Goal: Convert the items from the line with "Target: long brown hair" through the end of the items into a JSON list of strings, one string per line and no blank lines.

Data items
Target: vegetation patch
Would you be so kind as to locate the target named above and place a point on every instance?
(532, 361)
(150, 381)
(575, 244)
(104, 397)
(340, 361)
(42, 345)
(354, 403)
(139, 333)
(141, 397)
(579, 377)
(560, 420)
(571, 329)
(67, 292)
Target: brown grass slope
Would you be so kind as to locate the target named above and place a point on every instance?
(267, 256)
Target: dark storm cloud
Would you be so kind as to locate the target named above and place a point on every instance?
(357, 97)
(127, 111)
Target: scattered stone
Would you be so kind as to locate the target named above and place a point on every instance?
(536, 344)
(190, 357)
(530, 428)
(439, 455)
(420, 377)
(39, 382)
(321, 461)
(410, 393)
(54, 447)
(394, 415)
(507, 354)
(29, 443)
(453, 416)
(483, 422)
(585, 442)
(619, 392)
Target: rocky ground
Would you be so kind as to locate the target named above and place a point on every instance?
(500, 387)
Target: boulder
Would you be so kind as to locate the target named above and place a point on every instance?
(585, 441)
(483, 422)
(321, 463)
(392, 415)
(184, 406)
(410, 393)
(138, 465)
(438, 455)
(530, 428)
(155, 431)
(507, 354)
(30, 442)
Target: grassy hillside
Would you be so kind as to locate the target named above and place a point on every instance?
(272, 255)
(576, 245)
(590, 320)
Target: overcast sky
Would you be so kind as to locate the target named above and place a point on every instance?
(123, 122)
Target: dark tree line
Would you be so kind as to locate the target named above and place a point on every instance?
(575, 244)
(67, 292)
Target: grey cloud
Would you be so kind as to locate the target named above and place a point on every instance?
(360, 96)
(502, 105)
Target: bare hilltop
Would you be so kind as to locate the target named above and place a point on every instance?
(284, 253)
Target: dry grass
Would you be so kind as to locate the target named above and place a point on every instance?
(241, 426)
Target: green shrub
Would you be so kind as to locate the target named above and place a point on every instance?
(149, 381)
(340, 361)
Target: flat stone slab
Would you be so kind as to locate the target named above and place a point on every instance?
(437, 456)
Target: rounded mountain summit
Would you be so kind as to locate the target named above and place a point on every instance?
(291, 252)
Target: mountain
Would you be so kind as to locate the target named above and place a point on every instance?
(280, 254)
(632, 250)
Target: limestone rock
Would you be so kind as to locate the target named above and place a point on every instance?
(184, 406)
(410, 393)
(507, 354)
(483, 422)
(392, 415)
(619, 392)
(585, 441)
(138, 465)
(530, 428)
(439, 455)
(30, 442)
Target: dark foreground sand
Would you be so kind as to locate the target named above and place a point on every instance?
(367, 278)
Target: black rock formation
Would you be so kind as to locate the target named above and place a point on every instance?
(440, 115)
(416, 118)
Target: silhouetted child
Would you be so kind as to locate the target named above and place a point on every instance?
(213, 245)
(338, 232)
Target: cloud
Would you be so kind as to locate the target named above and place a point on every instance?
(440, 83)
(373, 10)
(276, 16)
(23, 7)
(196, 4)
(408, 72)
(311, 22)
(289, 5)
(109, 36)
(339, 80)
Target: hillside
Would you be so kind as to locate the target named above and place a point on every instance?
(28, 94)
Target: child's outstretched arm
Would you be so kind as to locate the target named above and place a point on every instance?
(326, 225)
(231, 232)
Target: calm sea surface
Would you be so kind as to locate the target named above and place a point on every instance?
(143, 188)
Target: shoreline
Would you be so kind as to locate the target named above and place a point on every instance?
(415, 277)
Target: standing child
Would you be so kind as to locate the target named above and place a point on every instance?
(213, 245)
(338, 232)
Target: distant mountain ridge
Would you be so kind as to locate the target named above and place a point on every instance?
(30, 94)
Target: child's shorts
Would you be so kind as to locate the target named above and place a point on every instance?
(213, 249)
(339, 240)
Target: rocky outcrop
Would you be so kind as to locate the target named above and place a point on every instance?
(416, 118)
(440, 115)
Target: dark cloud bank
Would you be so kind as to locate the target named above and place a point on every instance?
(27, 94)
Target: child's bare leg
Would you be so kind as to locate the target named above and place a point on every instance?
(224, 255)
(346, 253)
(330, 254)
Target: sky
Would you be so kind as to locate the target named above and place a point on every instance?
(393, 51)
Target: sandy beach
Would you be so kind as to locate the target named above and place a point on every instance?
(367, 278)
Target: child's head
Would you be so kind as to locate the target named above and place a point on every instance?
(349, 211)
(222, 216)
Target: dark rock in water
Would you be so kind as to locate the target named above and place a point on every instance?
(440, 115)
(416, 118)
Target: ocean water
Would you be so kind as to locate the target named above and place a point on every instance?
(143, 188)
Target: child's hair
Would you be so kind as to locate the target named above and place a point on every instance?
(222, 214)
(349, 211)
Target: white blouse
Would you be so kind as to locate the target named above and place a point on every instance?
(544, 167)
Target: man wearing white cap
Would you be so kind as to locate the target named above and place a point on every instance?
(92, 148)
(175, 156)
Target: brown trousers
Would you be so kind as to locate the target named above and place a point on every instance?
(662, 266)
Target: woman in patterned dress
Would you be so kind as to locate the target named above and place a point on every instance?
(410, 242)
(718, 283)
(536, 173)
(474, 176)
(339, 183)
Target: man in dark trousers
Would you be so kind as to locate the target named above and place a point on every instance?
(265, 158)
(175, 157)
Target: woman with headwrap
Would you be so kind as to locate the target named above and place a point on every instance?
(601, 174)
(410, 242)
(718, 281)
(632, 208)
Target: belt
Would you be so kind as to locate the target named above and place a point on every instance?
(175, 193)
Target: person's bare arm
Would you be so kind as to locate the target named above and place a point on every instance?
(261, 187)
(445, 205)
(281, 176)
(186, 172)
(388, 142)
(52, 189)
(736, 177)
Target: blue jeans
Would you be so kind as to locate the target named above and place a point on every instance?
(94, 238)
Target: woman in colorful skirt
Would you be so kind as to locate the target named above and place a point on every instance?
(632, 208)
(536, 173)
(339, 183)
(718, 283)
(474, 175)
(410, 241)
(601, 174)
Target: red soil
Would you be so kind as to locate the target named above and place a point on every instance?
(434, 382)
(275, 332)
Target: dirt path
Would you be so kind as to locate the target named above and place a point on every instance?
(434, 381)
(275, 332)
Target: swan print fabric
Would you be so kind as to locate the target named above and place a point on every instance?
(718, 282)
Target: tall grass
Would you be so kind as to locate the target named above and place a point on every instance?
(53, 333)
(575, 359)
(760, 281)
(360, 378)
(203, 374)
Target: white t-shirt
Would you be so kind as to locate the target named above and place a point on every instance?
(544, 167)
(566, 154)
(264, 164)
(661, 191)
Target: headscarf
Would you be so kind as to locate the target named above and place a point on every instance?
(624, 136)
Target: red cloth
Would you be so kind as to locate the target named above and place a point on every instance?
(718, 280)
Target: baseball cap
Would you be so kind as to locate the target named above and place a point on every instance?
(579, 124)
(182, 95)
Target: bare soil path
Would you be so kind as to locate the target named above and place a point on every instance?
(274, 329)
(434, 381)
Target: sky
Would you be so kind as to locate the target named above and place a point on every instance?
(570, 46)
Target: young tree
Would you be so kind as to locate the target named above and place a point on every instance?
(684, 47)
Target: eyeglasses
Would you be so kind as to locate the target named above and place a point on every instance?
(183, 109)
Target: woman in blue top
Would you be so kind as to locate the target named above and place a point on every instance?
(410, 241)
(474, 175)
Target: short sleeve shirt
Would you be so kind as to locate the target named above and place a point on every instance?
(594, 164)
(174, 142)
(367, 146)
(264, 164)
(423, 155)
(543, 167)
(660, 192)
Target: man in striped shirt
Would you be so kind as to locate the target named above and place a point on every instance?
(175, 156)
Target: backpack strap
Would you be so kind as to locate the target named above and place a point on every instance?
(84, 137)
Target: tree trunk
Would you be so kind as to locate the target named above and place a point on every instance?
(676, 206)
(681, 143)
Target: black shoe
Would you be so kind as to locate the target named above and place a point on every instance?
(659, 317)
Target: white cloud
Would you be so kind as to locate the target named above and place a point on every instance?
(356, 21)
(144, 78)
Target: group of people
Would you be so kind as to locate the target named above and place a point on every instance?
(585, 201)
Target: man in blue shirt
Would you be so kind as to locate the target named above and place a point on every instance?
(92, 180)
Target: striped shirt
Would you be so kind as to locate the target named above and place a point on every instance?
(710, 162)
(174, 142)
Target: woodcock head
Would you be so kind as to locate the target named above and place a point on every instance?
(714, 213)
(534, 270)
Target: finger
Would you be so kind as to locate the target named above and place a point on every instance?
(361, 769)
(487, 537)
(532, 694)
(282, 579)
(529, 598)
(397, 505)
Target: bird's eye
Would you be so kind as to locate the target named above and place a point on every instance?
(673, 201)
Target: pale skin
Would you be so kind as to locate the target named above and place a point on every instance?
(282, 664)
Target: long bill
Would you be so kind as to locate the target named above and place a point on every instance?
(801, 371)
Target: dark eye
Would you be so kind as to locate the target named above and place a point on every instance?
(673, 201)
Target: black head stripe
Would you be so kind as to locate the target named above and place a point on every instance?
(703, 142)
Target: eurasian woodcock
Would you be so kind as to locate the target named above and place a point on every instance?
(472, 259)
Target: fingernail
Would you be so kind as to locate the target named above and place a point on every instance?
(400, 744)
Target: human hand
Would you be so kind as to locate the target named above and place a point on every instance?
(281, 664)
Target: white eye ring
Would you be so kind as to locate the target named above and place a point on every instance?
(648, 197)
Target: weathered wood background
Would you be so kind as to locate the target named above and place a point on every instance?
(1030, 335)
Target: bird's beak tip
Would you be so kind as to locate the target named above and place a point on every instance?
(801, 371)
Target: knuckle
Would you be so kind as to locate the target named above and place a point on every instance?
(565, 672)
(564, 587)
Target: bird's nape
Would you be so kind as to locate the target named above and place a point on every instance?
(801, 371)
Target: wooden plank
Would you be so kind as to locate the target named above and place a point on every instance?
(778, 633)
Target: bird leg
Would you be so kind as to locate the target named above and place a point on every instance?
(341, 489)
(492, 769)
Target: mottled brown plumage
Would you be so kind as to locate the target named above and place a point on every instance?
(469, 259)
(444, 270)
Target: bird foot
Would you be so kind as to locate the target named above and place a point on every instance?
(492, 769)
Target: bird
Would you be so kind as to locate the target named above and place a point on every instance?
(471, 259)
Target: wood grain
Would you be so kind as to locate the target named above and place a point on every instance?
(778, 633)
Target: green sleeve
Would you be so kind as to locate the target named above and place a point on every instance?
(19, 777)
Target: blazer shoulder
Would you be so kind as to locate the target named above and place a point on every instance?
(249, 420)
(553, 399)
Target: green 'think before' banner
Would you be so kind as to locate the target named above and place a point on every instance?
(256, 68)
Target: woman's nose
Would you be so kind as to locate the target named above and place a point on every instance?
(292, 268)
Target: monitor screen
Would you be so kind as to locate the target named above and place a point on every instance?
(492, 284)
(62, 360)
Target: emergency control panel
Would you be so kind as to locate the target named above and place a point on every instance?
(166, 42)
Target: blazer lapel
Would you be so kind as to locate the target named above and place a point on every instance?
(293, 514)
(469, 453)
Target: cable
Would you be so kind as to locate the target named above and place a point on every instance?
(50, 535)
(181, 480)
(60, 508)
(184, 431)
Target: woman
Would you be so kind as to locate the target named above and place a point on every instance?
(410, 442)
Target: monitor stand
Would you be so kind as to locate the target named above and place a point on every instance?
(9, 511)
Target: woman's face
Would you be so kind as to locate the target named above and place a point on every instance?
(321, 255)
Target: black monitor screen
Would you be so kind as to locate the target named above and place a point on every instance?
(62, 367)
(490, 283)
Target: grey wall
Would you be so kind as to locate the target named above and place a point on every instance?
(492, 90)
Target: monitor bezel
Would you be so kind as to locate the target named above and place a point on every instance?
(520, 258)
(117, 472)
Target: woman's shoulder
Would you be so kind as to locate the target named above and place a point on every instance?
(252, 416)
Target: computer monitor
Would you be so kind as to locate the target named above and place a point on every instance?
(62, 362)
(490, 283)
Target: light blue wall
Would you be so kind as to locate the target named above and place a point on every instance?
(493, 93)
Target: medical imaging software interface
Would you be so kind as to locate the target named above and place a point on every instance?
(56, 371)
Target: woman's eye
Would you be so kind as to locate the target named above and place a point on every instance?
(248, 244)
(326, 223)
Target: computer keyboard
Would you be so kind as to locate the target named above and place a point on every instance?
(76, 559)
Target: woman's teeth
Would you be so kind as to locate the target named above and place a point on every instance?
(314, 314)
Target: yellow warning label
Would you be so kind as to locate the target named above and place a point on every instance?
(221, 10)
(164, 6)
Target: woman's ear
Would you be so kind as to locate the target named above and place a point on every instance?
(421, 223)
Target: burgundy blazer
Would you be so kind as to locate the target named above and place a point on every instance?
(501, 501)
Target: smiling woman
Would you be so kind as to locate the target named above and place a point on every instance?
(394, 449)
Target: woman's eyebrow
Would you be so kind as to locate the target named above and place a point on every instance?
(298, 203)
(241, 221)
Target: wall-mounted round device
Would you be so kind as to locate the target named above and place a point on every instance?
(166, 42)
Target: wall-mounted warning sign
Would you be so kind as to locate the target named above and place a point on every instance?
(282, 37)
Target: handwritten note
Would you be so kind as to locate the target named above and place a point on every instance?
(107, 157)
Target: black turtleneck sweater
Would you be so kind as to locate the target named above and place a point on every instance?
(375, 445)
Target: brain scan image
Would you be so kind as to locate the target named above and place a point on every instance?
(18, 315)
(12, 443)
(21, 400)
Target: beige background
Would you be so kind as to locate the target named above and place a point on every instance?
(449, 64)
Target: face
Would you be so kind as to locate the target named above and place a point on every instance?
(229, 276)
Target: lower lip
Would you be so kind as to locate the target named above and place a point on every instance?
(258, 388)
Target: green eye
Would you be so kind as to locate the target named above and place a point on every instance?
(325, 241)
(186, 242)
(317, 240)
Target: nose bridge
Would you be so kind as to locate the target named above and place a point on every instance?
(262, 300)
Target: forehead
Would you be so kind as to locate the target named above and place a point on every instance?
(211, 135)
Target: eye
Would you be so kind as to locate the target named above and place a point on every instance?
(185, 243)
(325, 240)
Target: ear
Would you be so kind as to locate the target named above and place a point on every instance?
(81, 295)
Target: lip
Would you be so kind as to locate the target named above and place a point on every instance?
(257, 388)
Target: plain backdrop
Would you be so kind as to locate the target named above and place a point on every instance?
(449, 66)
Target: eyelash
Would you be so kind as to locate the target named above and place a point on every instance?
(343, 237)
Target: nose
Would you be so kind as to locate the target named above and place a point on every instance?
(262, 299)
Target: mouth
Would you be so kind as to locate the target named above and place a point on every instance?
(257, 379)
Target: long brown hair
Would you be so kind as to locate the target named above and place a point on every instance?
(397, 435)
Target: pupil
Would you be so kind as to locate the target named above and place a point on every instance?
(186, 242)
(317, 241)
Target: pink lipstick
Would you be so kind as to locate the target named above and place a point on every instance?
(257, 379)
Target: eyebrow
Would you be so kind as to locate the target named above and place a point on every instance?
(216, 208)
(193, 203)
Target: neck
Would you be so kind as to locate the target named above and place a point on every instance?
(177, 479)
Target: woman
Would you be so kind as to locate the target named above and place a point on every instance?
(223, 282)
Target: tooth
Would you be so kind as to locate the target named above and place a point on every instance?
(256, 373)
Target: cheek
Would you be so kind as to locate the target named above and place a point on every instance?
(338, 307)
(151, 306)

Correct response:
[
  "Target: long brown hair",
  "Would you be so kind as to locate the target named above and place a point on every instance?",
  "(397, 435)",
  "Target: pupil",
  "Would you be so kind as to locate the target named above and place a point on every instance?",
  "(186, 242)",
  "(317, 241)",
  "Target: pink lipstick",
  "Would you be so kind as to locate the target named above and place a point on every instance?",
  "(257, 379)",
  "Target: eyebrow",
  "Would you be so kind as to locate the target named above and place a point on every instance?",
  "(216, 208)",
  "(193, 203)",
  "Target: neck",
  "Would you be so kind as to locate the target named above and place a point on every instance?",
  "(177, 479)",
  "Target: woman",
  "Would you be so kind as to locate the target named above and place a point on every instance?",
  "(223, 282)",
  "Target: tooth",
  "Would you be so kind as to locate the target named above and place a point on every instance?",
  "(256, 373)",
  "Target: cheek",
  "Would you be so kind as to locate the target named above and place a point on every instance?",
  "(338, 307)",
  "(151, 306)"
]